## TASK INSTRUCTIONS
Every entry that follows is to be set down exactly, with its pictures omitted.
====== DATA TO USE ======
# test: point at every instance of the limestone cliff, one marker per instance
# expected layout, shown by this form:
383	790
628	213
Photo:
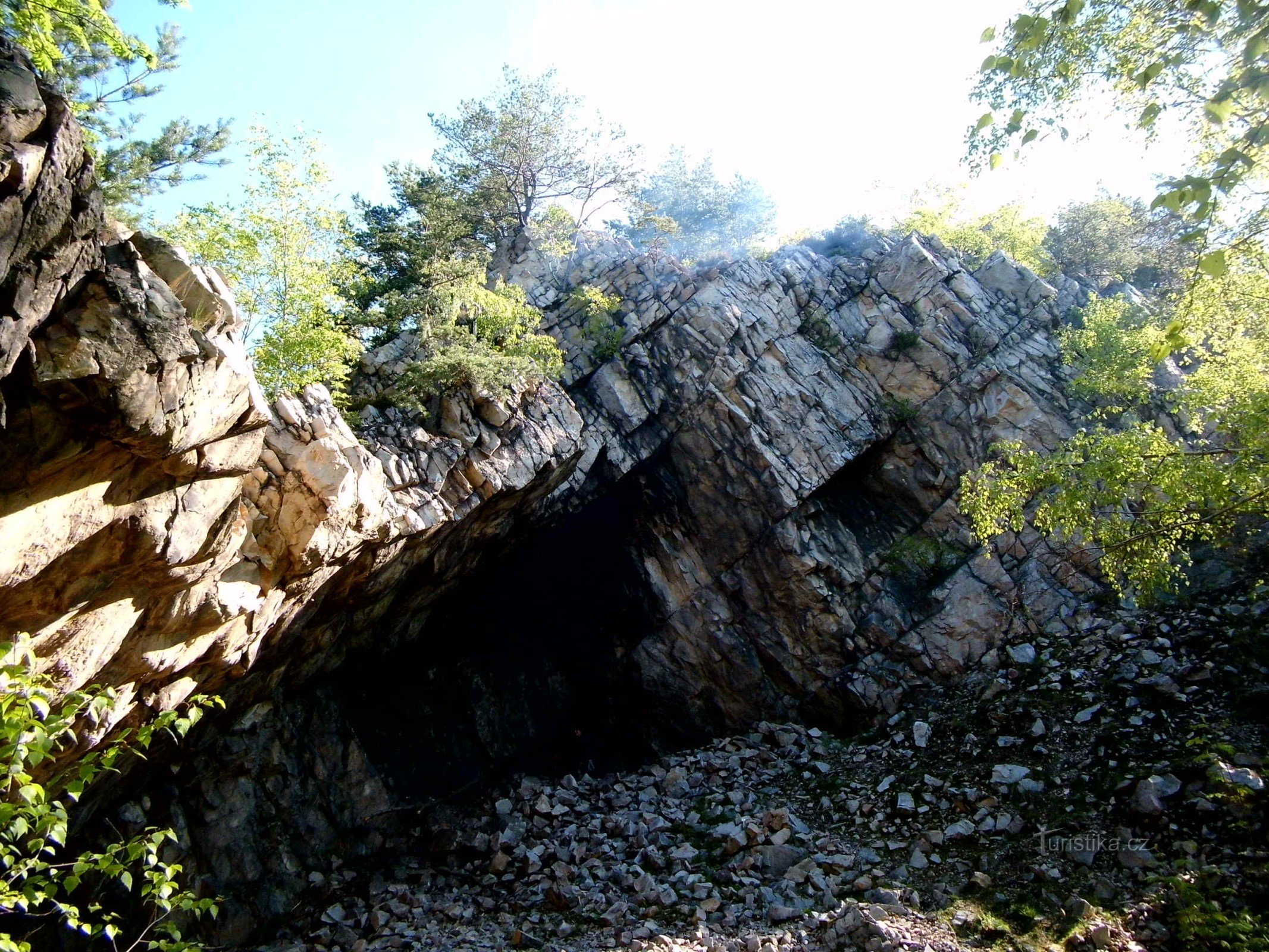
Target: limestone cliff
770	431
======
## TASK OUTPUT
# test: point at every instance of the limestone cliff, one marker per instance
# expected layout, shown by this form:
383	790
628	213
Photo:
Target: limestone cliff
770	431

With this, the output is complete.